Mumbai est une ville de contrastes extrêmes Mumbai est une ville de contrastes extrêmes, où des gratte-ciel luxueux côtoient des bidonvilles surpeuplés. Plus de 60 % de la population de la ville vit dans des conditions précaires, illustrant les profondes inégalités économiques et sociales. | © Johnny Miller

Les inégalités vues du ciel : L'Œil de Johnny Miller

 

Le photographe américain Johnny Miller utilise une perspective inédite pour révéler les disparités sociales et économiques à travers le monde : les vues aériennes. Son travail offre un regard saisissant sur les frontières invisibles qui séparent les riches des pauvres, mettant en lumière les inégalités urbaines d'une manière poignante et novatrice.

Diplômé en anthropologie, Johnny Miller, né en 1981, s'est d'abord fait connaître en tant que journaliste avant de se consacrer pleinement à la photographie. En 2016, il lance le projet Unequal Scenes, une initiative qui utilise des drones pour capturer des images aériennes illustrant les contrastes saisissants entre les quartiers riches et pauvres dans les grandes villes du monde. Vivant entre l’Afrique du Sud et les États-Unis, Miller a survolé plusieurs pays, immortalisant par la photographie la persistance des inégalités sociales et économiques. Ses travaux, qui abordent des thèmes comme la ségrégation urbaine et l'injustice, ont été largement publiés et exposés à l'international.

Un regard aérien sur la ségrégation

Johnny Miller a débuté son projet en Afrique du Sud, un pays marqué par l'apartheid, une période de ségrégation raciale et économique qui a duré près de 50 ans. Même après la fin officielle de l'apartheid en 1994, les traces de cette période persistent dans le paysage urbain. Les photos de Miller montrent comment des infrastructures telles que les routes, les rivières et les terrains vagues continuent de délimiter les espaces de vie en fonction des classes sociales.
_ _ _
EXERCICE PROPOSÉ 1.
Pouvez-vous résumer sous forme de liste le paragraphe de l'article sur Johnny Miller qui commence par « Diplômé en anthropologie », en conservant ses faits principaux ?
EXERCICE PROPOSÉ 2.
Pouvez-vous reproduire à l'identique le passage de l'article sur Johnny Miller en commençant à « Un regard aérien » et en terminant à « des classes sociales. » ?

Entrées du jeu de données:
_ _ _
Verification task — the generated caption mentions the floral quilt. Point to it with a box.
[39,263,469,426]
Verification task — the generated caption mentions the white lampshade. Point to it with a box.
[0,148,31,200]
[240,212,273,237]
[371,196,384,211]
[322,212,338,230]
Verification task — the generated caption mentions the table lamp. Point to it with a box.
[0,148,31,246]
_ _ _
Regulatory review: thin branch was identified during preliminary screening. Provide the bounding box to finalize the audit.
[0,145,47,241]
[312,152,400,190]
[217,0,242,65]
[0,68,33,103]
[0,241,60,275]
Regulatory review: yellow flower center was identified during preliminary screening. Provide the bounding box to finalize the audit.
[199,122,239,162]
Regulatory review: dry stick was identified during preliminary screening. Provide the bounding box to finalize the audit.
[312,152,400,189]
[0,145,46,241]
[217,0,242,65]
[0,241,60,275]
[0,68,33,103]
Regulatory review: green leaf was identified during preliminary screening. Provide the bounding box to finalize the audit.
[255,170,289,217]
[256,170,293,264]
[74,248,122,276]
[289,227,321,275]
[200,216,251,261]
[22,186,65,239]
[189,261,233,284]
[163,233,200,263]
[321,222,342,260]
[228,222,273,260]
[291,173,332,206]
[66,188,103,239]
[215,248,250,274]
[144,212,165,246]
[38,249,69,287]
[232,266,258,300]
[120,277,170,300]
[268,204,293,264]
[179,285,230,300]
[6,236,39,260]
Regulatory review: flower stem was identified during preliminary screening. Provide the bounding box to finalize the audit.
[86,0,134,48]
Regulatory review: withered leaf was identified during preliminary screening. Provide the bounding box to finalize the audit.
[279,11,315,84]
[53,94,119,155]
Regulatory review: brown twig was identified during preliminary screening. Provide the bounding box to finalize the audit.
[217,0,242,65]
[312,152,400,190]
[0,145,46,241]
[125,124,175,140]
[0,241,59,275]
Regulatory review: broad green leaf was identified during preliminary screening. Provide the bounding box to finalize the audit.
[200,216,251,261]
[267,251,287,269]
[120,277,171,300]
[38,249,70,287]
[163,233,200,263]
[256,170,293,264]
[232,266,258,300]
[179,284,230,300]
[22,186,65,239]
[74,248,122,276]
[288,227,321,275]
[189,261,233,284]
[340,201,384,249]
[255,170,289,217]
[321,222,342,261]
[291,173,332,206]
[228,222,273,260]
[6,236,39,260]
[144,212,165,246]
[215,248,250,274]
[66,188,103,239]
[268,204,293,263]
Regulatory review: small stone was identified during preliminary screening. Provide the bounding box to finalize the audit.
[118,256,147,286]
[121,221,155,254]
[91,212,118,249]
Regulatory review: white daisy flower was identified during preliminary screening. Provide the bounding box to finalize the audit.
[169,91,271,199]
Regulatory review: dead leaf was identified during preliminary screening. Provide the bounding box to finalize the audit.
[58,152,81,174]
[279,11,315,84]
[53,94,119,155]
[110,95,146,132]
_ _ _
RÉPONSE COMPLÈTE 1.
- Johnny Miller, né en 1981, est diplômé en anthropologie.
- D'abord connu comme journaliste, il s'est ensuite consacré pleinement à la photographie.
- En 2016, il lance le projet Unequal Scenes. Celui-ci utilise des drones pour saisir, en images aériennes, les contrastes entre quartiers riches et pauvres des grandes villes du monde.
- Il vit entre l'Afrique du Sud et les États-Unis et a survolé plusieurs pays pour photographier la persistance des inégalités sociales et économiques.
- Ses travaux portent sur la ségrégation urbaine et l'injustice. Ils ont été largement publiés et exposés à l'international.

RÉPONSE COMPLÈTE 2.
Un regard aérien sur la ségrégation

Johnny Miller a débuté son projet en Afrique du Sud, un pays marqué par l'apartheid, une période de ségrégation raciale et économique qui a duré près de 50 ans. Même après la fin officielle de l'apartheid en 1994, les traces de cette période persistent dans le paysage urbain. Les photos de Miller montrent comment des infrastructures telles que les routes, les rivières et les terrains vagues continuent de délimiter les espaces de vie en fonction des classes sociales.